• [Exercise]: Given the records below, would you repeat exactly the lines that begin at the one containing "note: each instance of the wave" and end at the one containing "Give the mask of each instance of the wave.", inclusive?

• [Records to use]:

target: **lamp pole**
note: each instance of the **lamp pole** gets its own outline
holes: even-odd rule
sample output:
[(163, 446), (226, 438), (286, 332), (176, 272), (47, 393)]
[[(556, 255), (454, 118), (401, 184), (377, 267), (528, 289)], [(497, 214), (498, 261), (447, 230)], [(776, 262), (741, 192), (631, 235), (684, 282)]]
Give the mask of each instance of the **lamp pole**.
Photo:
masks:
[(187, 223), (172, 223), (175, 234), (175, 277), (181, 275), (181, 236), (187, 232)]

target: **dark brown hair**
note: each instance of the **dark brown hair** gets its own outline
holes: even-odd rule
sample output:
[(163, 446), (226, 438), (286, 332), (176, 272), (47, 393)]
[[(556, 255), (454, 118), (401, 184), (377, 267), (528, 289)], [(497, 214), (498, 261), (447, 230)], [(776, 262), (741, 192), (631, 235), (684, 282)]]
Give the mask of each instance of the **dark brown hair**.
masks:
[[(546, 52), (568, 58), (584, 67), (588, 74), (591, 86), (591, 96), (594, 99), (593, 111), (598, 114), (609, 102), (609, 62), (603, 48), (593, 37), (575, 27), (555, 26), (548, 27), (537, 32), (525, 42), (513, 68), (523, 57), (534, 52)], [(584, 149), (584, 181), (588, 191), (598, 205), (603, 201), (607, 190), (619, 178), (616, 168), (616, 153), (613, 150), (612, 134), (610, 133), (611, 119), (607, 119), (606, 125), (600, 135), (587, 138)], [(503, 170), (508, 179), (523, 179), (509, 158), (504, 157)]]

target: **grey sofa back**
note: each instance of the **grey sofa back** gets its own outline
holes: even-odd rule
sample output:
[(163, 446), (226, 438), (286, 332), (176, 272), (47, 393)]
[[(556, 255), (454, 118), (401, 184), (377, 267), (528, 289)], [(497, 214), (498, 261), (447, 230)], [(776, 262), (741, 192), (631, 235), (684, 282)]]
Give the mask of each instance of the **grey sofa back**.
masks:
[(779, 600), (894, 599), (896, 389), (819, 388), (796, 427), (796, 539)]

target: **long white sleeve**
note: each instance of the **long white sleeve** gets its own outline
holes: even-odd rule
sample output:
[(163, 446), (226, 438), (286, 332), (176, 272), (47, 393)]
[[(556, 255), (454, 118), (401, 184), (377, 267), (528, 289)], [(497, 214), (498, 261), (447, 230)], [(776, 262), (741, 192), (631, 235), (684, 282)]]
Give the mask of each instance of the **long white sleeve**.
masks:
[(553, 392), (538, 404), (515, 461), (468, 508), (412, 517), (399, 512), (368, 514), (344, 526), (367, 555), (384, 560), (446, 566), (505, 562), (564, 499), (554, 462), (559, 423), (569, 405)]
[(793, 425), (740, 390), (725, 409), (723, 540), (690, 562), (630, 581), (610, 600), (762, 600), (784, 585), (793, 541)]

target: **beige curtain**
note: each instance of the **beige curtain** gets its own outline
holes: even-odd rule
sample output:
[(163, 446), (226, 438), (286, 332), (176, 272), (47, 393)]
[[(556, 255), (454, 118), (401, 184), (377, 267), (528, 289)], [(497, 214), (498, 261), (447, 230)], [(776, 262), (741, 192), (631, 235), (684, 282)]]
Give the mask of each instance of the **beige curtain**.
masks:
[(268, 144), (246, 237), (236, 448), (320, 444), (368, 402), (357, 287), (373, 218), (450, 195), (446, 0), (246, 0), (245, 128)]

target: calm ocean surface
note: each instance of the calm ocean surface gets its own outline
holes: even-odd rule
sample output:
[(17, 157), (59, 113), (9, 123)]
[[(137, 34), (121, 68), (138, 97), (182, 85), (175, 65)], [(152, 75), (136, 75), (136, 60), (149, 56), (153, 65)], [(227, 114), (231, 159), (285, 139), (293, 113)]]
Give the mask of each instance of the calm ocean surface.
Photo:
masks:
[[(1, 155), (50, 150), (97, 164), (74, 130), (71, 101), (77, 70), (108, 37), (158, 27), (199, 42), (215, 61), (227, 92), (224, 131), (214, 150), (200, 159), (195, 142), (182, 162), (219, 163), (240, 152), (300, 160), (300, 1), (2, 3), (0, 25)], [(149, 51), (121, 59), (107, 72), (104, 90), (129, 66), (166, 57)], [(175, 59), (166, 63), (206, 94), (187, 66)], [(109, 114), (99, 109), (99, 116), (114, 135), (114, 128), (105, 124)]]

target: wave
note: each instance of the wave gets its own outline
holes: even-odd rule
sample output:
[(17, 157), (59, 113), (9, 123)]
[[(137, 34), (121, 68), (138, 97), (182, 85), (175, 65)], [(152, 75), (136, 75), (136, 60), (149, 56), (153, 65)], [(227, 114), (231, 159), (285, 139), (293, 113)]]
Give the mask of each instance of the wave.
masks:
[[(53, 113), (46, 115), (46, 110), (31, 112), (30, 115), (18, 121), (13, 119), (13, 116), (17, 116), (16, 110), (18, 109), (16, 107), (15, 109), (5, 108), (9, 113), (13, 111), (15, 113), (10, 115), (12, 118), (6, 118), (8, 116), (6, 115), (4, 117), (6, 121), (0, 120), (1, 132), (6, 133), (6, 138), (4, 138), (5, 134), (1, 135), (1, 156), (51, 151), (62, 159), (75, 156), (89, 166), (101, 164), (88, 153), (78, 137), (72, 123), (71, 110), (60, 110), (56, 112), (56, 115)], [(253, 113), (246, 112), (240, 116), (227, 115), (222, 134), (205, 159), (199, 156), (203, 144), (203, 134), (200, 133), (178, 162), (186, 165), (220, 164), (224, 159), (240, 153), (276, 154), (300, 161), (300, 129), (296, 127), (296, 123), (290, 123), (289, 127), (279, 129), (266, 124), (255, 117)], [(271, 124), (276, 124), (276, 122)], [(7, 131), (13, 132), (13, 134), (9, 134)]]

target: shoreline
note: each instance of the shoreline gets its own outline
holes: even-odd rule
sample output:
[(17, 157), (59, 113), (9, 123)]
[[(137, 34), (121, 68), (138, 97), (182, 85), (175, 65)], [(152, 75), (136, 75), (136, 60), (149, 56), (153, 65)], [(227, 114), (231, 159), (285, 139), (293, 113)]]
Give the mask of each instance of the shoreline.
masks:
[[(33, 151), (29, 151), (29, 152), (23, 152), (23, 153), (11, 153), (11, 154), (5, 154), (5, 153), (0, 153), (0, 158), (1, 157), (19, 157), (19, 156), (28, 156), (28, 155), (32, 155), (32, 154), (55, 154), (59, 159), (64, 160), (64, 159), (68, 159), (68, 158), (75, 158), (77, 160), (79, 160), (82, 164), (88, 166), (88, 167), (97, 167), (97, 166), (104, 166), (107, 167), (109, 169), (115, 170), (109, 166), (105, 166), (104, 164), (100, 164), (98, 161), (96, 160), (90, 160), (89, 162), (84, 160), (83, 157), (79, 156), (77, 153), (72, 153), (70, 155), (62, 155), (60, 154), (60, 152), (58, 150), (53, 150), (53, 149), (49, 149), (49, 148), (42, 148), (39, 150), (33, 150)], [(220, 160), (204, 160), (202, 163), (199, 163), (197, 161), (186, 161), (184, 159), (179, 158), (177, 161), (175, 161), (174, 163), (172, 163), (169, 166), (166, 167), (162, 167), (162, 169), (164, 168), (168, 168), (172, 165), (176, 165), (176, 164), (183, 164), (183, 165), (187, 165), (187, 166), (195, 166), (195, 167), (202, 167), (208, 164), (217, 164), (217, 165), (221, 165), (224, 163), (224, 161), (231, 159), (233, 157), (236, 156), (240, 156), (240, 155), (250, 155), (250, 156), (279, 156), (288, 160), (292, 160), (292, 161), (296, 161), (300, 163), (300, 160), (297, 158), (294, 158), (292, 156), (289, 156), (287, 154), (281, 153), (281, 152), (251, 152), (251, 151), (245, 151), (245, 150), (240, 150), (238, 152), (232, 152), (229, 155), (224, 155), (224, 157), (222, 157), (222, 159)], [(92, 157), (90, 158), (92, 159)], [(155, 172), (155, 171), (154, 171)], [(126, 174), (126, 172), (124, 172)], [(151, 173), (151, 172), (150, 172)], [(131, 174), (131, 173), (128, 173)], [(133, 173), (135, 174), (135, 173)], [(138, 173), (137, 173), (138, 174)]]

• [Reply to the exercise]:
note: each instance of the wave gets its own outline
holes: even-odd rule
sample output:
[(17, 157), (59, 113), (9, 123)]
[[(137, 34), (121, 68), (138, 97), (182, 85), (175, 65)], [(152, 75), (136, 75), (136, 60), (149, 56), (153, 65)], [(227, 114), (231, 159), (285, 139), (293, 113)]]
Give the mask of each instance of the wave.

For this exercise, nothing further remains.